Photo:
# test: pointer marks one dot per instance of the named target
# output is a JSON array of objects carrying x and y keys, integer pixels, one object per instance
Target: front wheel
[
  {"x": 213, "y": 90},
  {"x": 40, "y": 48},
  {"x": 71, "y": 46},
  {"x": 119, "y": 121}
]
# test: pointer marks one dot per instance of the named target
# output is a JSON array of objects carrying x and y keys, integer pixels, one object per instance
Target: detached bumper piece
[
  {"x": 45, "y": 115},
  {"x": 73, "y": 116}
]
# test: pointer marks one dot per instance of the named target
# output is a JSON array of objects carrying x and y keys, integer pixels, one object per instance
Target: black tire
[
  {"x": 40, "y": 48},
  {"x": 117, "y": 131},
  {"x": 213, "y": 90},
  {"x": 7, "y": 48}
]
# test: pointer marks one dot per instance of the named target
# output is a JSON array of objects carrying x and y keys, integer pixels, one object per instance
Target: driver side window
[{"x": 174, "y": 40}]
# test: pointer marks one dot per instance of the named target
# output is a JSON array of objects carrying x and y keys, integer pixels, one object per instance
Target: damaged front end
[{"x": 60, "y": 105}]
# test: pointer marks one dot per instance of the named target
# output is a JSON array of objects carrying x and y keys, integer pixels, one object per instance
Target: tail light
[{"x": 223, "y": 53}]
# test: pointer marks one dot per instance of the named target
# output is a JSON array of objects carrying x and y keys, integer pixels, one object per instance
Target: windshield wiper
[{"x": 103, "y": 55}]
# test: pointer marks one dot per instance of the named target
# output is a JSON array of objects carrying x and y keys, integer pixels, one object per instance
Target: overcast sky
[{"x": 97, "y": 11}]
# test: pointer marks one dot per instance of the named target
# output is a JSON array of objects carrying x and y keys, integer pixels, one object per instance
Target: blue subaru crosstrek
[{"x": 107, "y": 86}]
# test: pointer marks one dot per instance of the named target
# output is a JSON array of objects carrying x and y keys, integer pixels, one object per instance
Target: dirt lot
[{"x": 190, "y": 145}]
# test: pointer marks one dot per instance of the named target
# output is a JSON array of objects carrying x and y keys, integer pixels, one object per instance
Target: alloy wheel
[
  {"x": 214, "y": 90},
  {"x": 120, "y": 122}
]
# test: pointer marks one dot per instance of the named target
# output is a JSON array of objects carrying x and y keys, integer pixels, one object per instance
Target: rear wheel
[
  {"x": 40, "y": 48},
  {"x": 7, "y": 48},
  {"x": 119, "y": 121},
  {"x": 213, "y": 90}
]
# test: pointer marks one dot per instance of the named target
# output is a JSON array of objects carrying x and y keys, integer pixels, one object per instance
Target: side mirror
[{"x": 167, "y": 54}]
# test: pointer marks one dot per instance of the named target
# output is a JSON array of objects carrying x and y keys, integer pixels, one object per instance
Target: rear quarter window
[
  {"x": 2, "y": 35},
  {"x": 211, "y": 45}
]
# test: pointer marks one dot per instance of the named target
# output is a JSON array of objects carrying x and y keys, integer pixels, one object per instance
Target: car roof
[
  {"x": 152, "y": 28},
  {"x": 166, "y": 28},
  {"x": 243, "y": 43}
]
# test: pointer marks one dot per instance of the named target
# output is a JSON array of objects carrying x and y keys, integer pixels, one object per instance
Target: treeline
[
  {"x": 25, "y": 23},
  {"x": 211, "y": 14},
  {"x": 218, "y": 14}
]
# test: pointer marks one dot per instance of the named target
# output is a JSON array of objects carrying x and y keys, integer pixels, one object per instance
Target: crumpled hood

● Description of the task:
What is needed here is an exact copy of all the entries.

● Task solution:
Photo:
# test: pointer marks one dot per instance of the named target
# output is a JSON array of objects carrying x and y keys, integer pixels, one object per instance
Target: front wheel
[
  {"x": 213, "y": 90},
  {"x": 40, "y": 48},
  {"x": 71, "y": 46},
  {"x": 119, "y": 121}
]
# test: pointer marks one dot per instance of the named target
# output is a JSON array of objects carrying x and y keys, integer pixels, one object per instance
Target: detached bumper piece
[
  {"x": 45, "y": 115},
  {"x": 73, "y": 116}
]
# test: pointer marks one dot per instance of the named target
# output is a JSON array of objects carrying x and y keys, integer pixels, one object per instance
Target: black tire
[
  {"x": 40, "y": 48},
  {"x": 117, "y": 131},
  {"x": 213, "y": 90},
  {"x": 7, "y": 48}
]
# test: pointer marks one dot per instance of the named target
# output is a JSON array of objects carrying x and y keys, integer pixels, one object per instance
Target: driver side window
[{"x": 174, "y": 40}]
# test: pointer marks one dot per instance of the named target
# output is a JSON array of objects carrying x and y keys, integer pixels, one object per instance
Target: damaged front end
[{"x": 60, "y": 105}]
# test: pointer marks one dot per instance of the named target
# output is a JSON array of objects carrying x and y keys, integer pixels, one object per instance
Target: tail light
[{"x": 223, "y": 53}]
# test: pointer marks one dot per instance of the named target
# output is a JSON array of objects carrying x and y keys, integer pixels, one object per instance
Target: windshield wiper
[{"x": 103, "y": 55}]
# test: pointer marks one dot per instance of the named target
# output is a JSON array of objects carrying x and y keys, integer pixels, one object per instance
Target: overcast sky
[{"x": 97, "y": 11}]
# test: pointer marks one dot per instance of the named target
# output is a JSON array of objects carrying x and y keys, integer pixels, one object per instance
Target: blue subaru crosstrek
[{"x": 107, "y": 86}]
# test: pointer marks one dot per instance of the named target
# output is a JSON array of objects carrying x and y keys, integer pixels, one object per instance
Target: dirt lot
[{"x": 190, "y": 145}]
# test: pointer marks one dot per instance of the named target
# output is a JSON array of objects carrying x and y keys, integer pixels, one object per instance
Target: alloy wheel
[
  {"x": 214, "y": 90},
  {"x": 120, "y": 122}
]
# test: pointer marks one dot per instance of the named target
# output is a JSON array of objects carrying x and y keys, integer pixels, one object per instance
Target: rear wheel
[
  {"x": 40, "y": 48},
  {"x": 7, "y": 48},
  {"x": 119, "y": 121},
  {"x": 213, "y": 90}
]
# test: pointer marks one dot per instance of the named target
# output is a JSON array of objects carrying x and y keys, integer pixels, one object per instance
Target: side mirror
[{"x": 167, "y": 54}]
# test: pointer marks one dot per instance of the named target
# output is a JSON array of objects carrying x and y keys, integer pixels, one object per instance
Target: rear quarter window
[
  {"x": 2, "y": 35},
  {"x": 211, "y": 45}
]
# test: pointer marks one dot per instance of the named target
# output is a JSON array of objects carrying x and y keys, integer pixels, one object per instance
Target: car roof
[
  {"x": 152, "y": 28},
  {"x": 166, "y": 28},
  {"x": 243, "y": 43}
]
# test: pointer marks one dot per instance of the named target
# output is a JSON array of objects carrying x and y keys, integer pixels, one object per instance
Target: treeline
[
  {"x": 25, "y": 23},
  {"x": 211, "y": 14},
  {"x": 218, "y": 14}
]
# test: pointer marks one dot per instance of the named target
# output is a JSON array of objects carrying x and y keys, integer pixels, one object per instance
Target: crumpled hood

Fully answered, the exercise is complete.